- [Problem statement] Using the entries that follow, write out the line containing "negative clicks: (509, 141) (439, 177)", the line containing "positive clicks: (489, 93)", and every line between them, exactly and nothing else.

Saved data entries
Start of Block
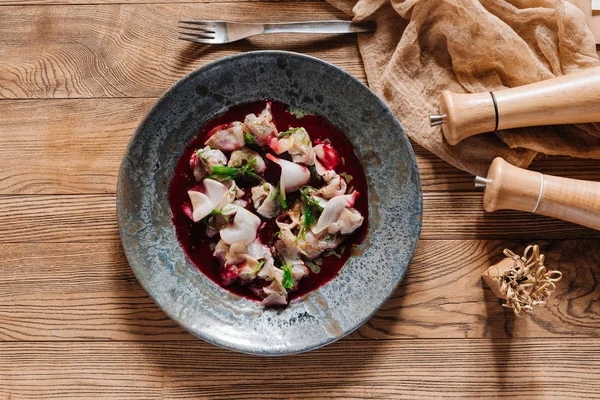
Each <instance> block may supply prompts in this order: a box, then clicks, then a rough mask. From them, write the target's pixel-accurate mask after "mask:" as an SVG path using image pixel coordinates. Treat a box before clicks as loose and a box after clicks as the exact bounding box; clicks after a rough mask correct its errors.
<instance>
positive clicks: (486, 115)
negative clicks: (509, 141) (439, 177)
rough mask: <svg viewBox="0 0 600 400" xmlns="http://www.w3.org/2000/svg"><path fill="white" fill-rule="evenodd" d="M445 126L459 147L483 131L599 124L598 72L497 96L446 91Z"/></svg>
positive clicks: (489, 93) (447, 140) (525, 85)
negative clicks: (469, 93) (461, 144)
mask: <svg viewBox="0 0 600 400" xmlns="http://www.w3.org/2000/svg"><path fill="white" fill-rule="evenodd" d="M440 114H441V115H431V116H430V117H429V119H430V122H431V126H436V125H441V126H442V132H443V133H444V136H445V137H446V140H447V141H448V143H450V144H451V145H455V144H457V143H458V142H460V141H461V140H463V139H466V138H468V137H470V136H473V135H477V134H480V133H484V132H493V131H497V130H500V129H509V128H518V127H523V126H539V125H555V124H575V123H585V122H600V67H594V68H589V69H586V70H583V71H579V72H576V73H573V74H569V75H563V76H560V77H558V78H553V79H548V80H545V81H541V82H536V83H532V84H530V85H525V86H519V87H515V88H511V89H504V90H499V91H497V92H484V93H473V94H459V93H452V92H449V91H447V90H446V91H444V92H442V99H441V110H440Z"/></svg>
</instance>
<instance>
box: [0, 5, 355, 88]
mask: <svg viewBox="0 0 600 400" xmlns="http://www.w3.org/2000/svg"><path fill="white" fill-rule="evenodd" d="M0 12H1V13H2V15H10V18H4V17H1V18H0V44H1V45H0V98H12V99H15V98H87V97H158V96H160V95H161V94H162V93H163V92H165V91H166V89H167V88H168V87H170V86H171V85H172V84H173V83H175V81H177V80H178V79H180V78H181V77H182V76H183V75H185V74H186V73H188V72H190V71H192V70H194V69H197V68H199V67H201V66H202V65H204V64H206V63H208V62H210V61H213V60H216V59H218V58H221V57H223V56H227V55H231V54H236V53H239V52H242V51H251V50H265V49H278V50H292V51H299V52H303V53H306V54H309V55H314V56H318V57H319V58H322V59H324V60H326V61H329V62H332V63H334V64H336V65H338V66H339V67H342V68H344V69H345V70H346V71H348V72H350V73H351V74H353V75H354V76H356V77H357V78H359V79H361V80H363V81H364V80H365V74H364V69H363V66H362V63H361V61H360V57H359V53H358V47H357V45H356V37H355V36H354V35H312V36H310V37H307V36H306V35H299V34H281V35H262V36H257V37H255V38H250V39H247V40H244V41H241V42H238V43H232V44H227V45H219V46H210V45H197V44H192V43H189V42H185V41H182V40H178V39H177V37H178V34H177V21H178V20H182V19H190V18H194V19H216V20H219V19H229V20H239V21H252V22H254V21H255V20H256V15H261V19H264V21H265V22H276V21H292V20H298V21H302V20H315V19H348V18H347V16H346V15H345V14H343V13H342V12H341V11H339V10H337V9H335V8H333V7H332V6H330V5H328V4H326V3H324V2H319V3H302V2H301V3H281V4H273V3H235V4H227V3H210V4H209V3H205V4H169V5H166V4H160V5H148V4H142V5H89V6H79V5H71V6H52V5H50V6H5V7H2V8H0Z"/></svg>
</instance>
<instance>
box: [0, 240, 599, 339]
mask: <svg viewBox="0 0 600 400" xmlns="http://www.w3.org/2000/svg"><path fill="white" fill-rule="evenodd" d="M526 244H528V243H526V242H502V241H475V240H474V241H435V240H433V241H422V242H421V243H420V244H419V246H418V248H417V252H416V255H415V258H414V261H413V263H412V265H411V267H410V269H409V271H408V273H407V275H406V278H405V280H404V281H403V282H402V284H401V286H400V287H399V288H398V290H396V292H395V293H394V295H393V296H392V298H391V299H390V300H389V301H388V302H387V303H386V304H385V305H384V306H383V307H382V309H381V310H380V311H379V312H378V313H377V314H375V316H374V317H373V318H371V319H370V320H369V321H368V322H367V323H366V324H365V325H363V326H362V327H361V328H360V329H359V330H358V331H356V332H355V333H353V334H352V337H354V338H363V339H397V338H421V339H422V338H438V339H460V338H469V339H474V338H475V339H477V338H511V337H514V338H528V337H548V338H550V337H554V338H559V337H562V338H565V337H572V336H579V337H600V331H599V330H598V326H600V317H599V315H600V310H599V309H598V304H599V302H600V293H599V292H598V291H597V290H596V289H597V281H598V279H599V278H600V242H599V241H598V240H595V239H591V240H558V241H550V242H548V241H541V242H539V244H540V245H541V247H542V250H543V252H544V253H545V255H546V257H547V263H546V264H547V265H548V266H549V267H551V268H558V269H559V270H561V271H562V272H563V276H564V278H563V280H562V281H561V282H559V284H558V289H557V291H556V293H555V294H554V297H553V298H551V301H550V303H549V305H548V307H540V308H539V309H538V310H536V312H535V314H534V315H533V316H532V317H531V318H521V319H519V318H516V317H515V316H514V314H513V313H512V312H511V311H509V310H507V309H505V308H503V307H502V306H501V301H500V300H498V299H497V298H496V297H494V296H493V294H492V293H491V290H490V289H489V288H487V287H486V286H485V285H484V284H482V281H481V278H480V275H481V273H482V272H483V271H484V270H485V269H487V268H488V267H489V266H490V265H492V264H494V263H496V262H497V261H499V260H500V259H501V258H502V251H503V249H504V248H507V247H508V248H511V249H513V250H514V251H516V252H520V251H522V250H523V248H524V247H525V246H526ZM0 254H2V258H1V259H0V293H2V295H1V296H0V341H70V340H127V341H135V340H172V339H179V340H196V339H195V338H194V337H193V336H192V335H189V334H187V333H186V332H185V331H184V330H183V329H181V328H179V327H178V326H177V325H176V324H175V322H173V321H172V320H170V319H169V318H168V317H167V316H166V315H165V314H164V313H163V312H162V311H161V310H160V309H159V308H158V307H157V306H156V305H155V304H154V303H153V302H152V300H151V299H150V298H149V297H148V296H147V295H146V293H145V292H144V290H143V289H142V288H141V287H140V286H139V284H138V283H137V280H136V279H135V276H134V275H133V272H132V271H131V268H130V267H129V266H128V264H127V261H126V259H125V256H124V254H123V252H122V249H121V246H120V244H119V243H106V242H104V243H91V244H88V243H85V244H84V243H80V244H77V243H65V244H33V243H26V244H8V245H0Z"/></svg>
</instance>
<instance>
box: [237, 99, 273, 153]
mask: <svg viewBox="0 0 600 400" xmlns="http://www.w3.org/2000/svg"><path fill="white" fill-rule="evenodd" d="M244 129H245V130H246V131H247V132H250V133H251V134H252V137H253V138H254V141H255V142H256V144H258V145H259V146H266V145H267V144H269V142H270V141H271V140H272V139H273V138H275V137H277V127H276V126H275V124H274V123H273V114H272V113H271V102H270V101H268V102H267V105H266V106H265V109H264V110H263V111H262V112H261V113H260V115H259V116H258V117H257V116H256V115H255V114H248V115H246V118H245V120H244Z"/></svg>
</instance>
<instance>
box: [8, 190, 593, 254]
mask: <svg viewBox="0 0 600 400" xmlns="http://www.w3.org/2000/svg"><path fill="white" fill-rule="evenodd" d="M481 197H482V196H481V193H452V192H425V193H424V196H423V198H424V200H423V205H424V215H423V229H422V234H421V238H422V239H424V240H433V239H446V240H450V239H464V240H466V239H492V240H493V239H507V240H517V239H527V240H535V239H547V240H550V239H569V238H572V239H575V238H576V239H583V238H598V237H600V232H599V231H594V230H591V229H589V228H584V227H581V226H578V225H574V224H571V223H568V222H564V221H560V220H555V219H551V218H546V217H541V216H538V215H533V214H529V213H522V212H516V211H497V212H494V213H485V212H484V211H483V206H482V198H481ZM33 241H35V242H37V243H42V242H46V243H49V242H54V243H72V242H97V241H119V234H118V229H117V220H116V213H115V196H114V195H22V196H6V195H0V243H27V242H33Z"/></svg>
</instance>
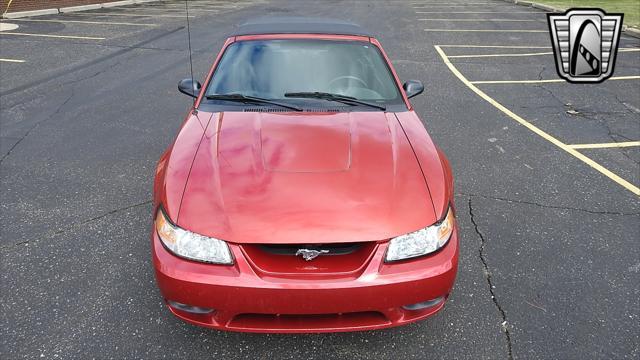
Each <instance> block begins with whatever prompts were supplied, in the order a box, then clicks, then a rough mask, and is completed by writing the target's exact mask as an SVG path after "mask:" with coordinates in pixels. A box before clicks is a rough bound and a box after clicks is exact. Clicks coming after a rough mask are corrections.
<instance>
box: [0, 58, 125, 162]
mask: <svg viewBox="0 0 640 360" xmlns="http://www.w3.org/2000/svg"><path fill="white" fill-rule="evenodd" d="M120 63H121V61H117V62H115V63H114V64H111V65H110V66H107V67H105V68H103V69H101V70H99V71H97V72H95V73H93V74H91V75H88V76H85V77H83V78H80V79H75V80H71V81H68V82H66V83H63V84H61V85H60V87H64V86H65V85H75V84H77V83H79V82H81V81H85V80H89V79H91V78H94V77H96V76H98V75H100V74H102V73H105V72H107V71H109V70H111V69H113V68H114V67H116V66H118V65H120ZM74 94H75V87H74V86H72V87H71V95H69V97H68V98H67V99H66V100H65V101H63V102H62V104H60V106H58V108H57V109H56V111H54V112H53V113H52V114H51V115H49V116H48V117H46V118H44V119H42V120H40V121H38V122H36V123H35V124H33V126H31V127H30V128H29V130H27V131H26V132H25V133H24V135H22V137H20V138H19V139H18V141H16V142H15V144H13V146H11V148H10V149H9V151H7V153H6V154H4V155H3V156H2V159H0V164H2V162H3V161H4V160H5V159H6V158H7V157H8V156H9V155H10V154H11V152H12V151H13V150H14V149H15V148H16V147H17V146H18V144H20V143H21V142H22V140H24V139H26V138H27V137H28V136H29V134H30V133H31V132H32V131H33V130H35V129H36V128H37V127H38V126H40V125H41V124H42V123H44V122H45V121H47V120H49V119H51V118H52V117H54V116H55V115H57V114H59V113H60V111H61V110H62V108H63V107H64V106H65V105H66V104H67V103H68V102H69V101H70V100H71V98H73V96H74Z"/></svg>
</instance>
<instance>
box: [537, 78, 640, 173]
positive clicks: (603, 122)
mask: <svg viewBox="0 0 640 360" xmlns="http://www.w3.org/2000/svg"><path fill="white" fill-rule="evenodd" d="M545 70H546V68H545V66H543V67H542V70H540V72H539V73H538V80H542V73H543V72H544V71H545ZM535 86H536V87H537V88H539V89H542V90H544V91H546V92H547V93H548V94H549V95H550V96H551V97H552V98H553V99H554V100H556V101H557V102H558V103H559V104H560V105H562V106H566V104H565V103H564V101H562V100H560V99H559V98H558V97H557V96H556V94H555V93H554V92H553V90H551V89H549V88H547V87H545V86H544V85H542V84H538V85H535ZM607 91H608V90H607ZM608 92H609V93H611V94H613V96H614V97H615V99H616V101H617V102H618V103H619V104H620V105H622V106H623V107H624V108H625V112H630V113H631V114H634V115H635V112H634V110H633V109H631V108H629V106H628V105H627V104H626V103H624V102H623V101H622V100H620V98H619V97H618V95H617V94H616V93H613V92H611V91H608ZM597 114H600V115H602V114H605V113H603V112H598V113H597ZM597 114H595V113H594V114H593V115H591V114H590V113H588V112H585V111H580V112H579V113H578V114H575V115H574V116H579V117H582V118H585V119H588V120H592V121H596V122H598V123H600V125H601V126H602V127H604V128H605V129H606V131H607V136H608V137H609V138H611V140H613V141H614V142H618V140H619V139H617V138H616V137H619V138H622V139H624V140H626V141H632V140H633V139H631V138H628V137H627V136H624V135H622V134H618V133H616V132H614V131H613V130H611V127H610V126H609V124H608V123H607V121H606V120H605V119H600V118H599V117H598V116H597ZM618 150H619V151H620V153H621V154H622V155H623V156H624V157H626V158H627V159H628V160H631V161H632V162H634V163H635V164H640V163H639V162H637V161H635V160H634V159H632V158H631V157H630V156H629V155H628V154H627V151H629V150H630V149H625V148H618Z"/></svg>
End of Block
- [Exercise solution]
negative clicks: (509, 141) (439, 177)
rough mask: <svg viewBox="0 0 600 400" xmlns="http://www.w3.org/2000/svg"><path fill="white" fill-rule="evenodd" d="M445 126L459 147L483 131L599 124L598 72L497 96L446 91Z"/></svg>
positive clicks: (489, 93) (447, 140) (525, 85)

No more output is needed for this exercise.